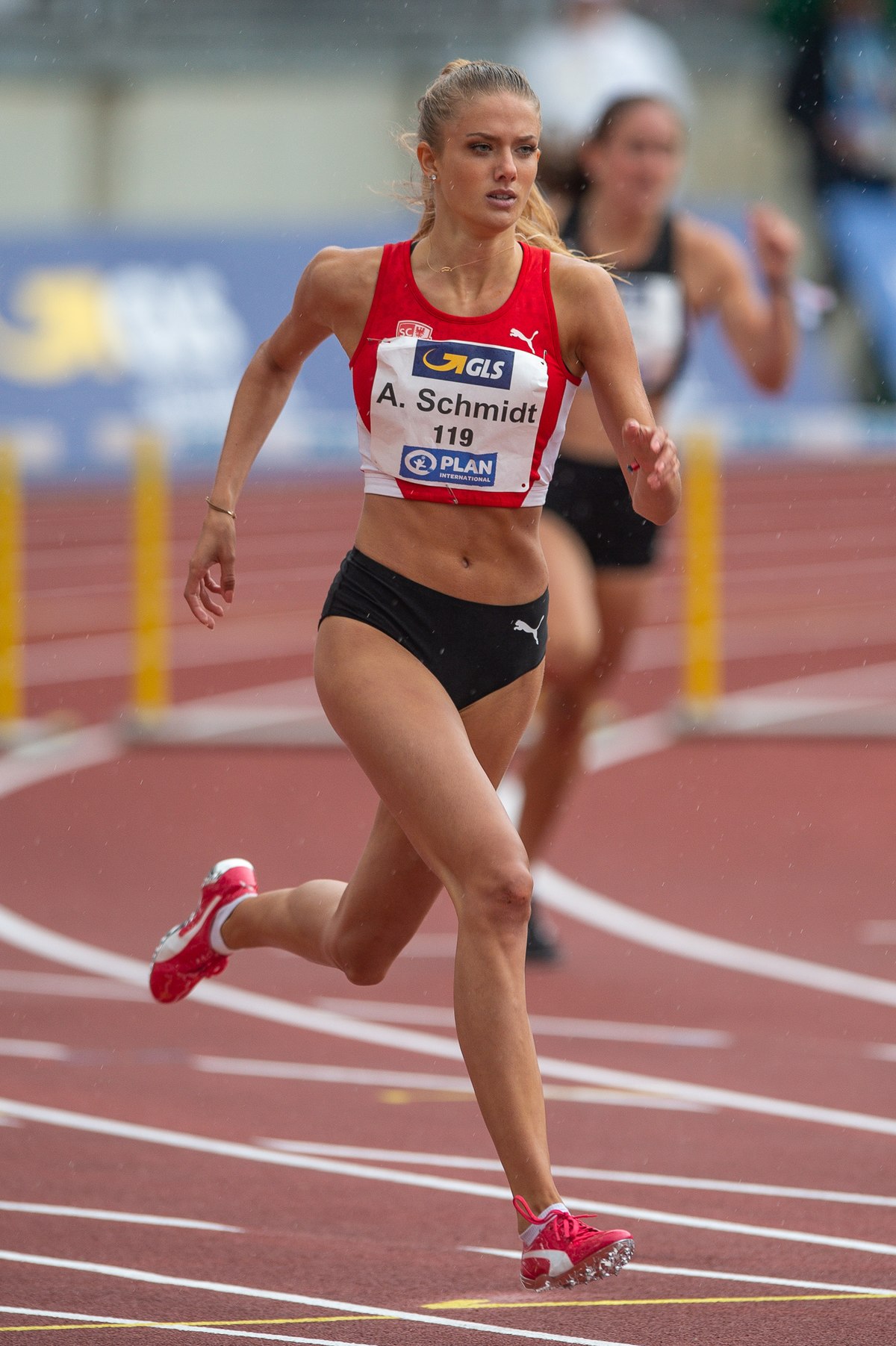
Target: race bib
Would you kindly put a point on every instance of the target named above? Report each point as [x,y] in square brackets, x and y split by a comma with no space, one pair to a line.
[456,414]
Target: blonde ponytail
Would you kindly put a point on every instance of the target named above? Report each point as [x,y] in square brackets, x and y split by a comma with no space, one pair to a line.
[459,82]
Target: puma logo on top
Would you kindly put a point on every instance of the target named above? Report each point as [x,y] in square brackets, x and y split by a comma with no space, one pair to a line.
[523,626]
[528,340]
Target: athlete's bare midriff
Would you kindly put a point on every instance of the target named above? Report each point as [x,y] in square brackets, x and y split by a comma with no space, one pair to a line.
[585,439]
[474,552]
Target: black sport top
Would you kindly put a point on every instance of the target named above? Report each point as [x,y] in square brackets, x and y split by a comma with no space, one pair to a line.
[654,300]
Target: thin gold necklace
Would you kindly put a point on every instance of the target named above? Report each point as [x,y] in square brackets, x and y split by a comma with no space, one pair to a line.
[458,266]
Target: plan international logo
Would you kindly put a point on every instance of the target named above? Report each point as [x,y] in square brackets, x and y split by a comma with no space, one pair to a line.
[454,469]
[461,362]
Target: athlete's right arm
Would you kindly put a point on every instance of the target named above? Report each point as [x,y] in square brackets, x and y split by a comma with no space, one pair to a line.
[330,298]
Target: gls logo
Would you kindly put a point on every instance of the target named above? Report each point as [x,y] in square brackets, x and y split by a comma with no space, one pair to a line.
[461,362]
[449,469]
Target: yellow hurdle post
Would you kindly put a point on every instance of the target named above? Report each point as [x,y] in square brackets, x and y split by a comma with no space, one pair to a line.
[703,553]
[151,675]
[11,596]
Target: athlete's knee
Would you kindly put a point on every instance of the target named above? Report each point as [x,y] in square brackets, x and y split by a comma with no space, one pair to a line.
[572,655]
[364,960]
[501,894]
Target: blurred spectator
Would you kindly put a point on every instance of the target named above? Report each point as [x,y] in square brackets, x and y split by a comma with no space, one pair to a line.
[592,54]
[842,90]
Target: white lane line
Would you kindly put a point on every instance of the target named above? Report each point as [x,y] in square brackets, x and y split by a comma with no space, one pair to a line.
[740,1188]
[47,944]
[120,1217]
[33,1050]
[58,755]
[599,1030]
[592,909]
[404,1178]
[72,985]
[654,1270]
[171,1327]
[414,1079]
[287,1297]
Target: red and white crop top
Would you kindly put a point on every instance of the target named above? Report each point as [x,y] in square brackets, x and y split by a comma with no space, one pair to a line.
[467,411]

----

## Your objective
Return every entry exactly, dropping the pictures.

## Result of this task
Target: race bib
Would you kindly put a point on every instance of the target named above? Report each point as [x,y] in square brackets, x and y split by a comma with no space, one pair to a line.
[456,414]
Target: blonde ponytail
Would you kindly put a point on every instance of the target named above? Report each point as [x,y] in square brackets, x and y split by a comma with no space, one pair to a line.
[459,82]
Target: puma logo on top
Would you kindly put a point on every instance of the target named above? Report each point as [x,y] in square brackets, x and y split by a comma with no space, one pair to a line.
[523,626]
[528,340]
Target: athlete's bare midriff
Would you kindly put a point on every instance of the target named above? Report each point as [x,y] in square brackets, x and y split by a comma with no space, one pair to a line.
[585,439]
[474,552]
Target: black sport top
Would you kindly put a point on every instance of the target named above? Report each point as [x,y] in square brackets, x and y split by a comma with no space, one pair to a line.
[654,300]
Target: thin gold necklace
Would you kindly put a point on every instance of the target named above? Report each point as [x,y] in square brackets, x and y split by a comma with no space, one pair to a line.
[458,266]
Target: plan international logo
Would you kindly put a point on every instance of the target named above? Report each point as [x,y] in square brackets, x and y split by a comma with no space, one pair to a line.
[454,469]
[461,362]
Target: athlete's right arm
Would you kindly put a point on every instance of the target named above? Report each point as [x,y] in square brackets, x and y split by a comma with no space, one pair to a line.
[330,298]
Target: gls logo
Would you kindly put a point on every instance of the target named above? Report each point as [x,y] in square brackets, x and y split by a comma with no space, one pair to a line.
[461,362]
[449,469]
Target: yellow hurdle post
Would you kindly put a point on every instance of the target named above? Report each point as [x,y] in square brackets, x and y split by a comma with no space, one pair to a line.
[703,553]
[151,675]
[11,596]
Target: athlete's knee
Would you kindly put a point on every instance of the target named above? Report each point as [x,y] in square brackets, x and y split by a comma with no space, one pair to a line.
[572,655]
[364,960]
[501,894]
Target: blurred spectator
Would you kindly put a point on every instance of the target named above? Report each point as [x,y] in square brackets, x and y split by a comma with no space, one pair to a line.
[592,54]
[842,90]
Target: white lane line
Would you kindly put a point on every instance of the target named above? Report each point as [x,y] in square brackets, x and y split by a comma with no space, one pair to a line.
[740,1188]
[47,944]
[120,1217]
[33,1050]
[58,755]
[599,1030]
[592,909]
[404,1178]
[72,985]
[654,1270]
[171,1327]
[414,1079]
[287,1297]
Target: red and white crop top
Would you kindly put a point on every instance of the target named above? Report each point as [x,y] in square brackets, x and y split by a comma with no space, one pair to a line.
[467,411]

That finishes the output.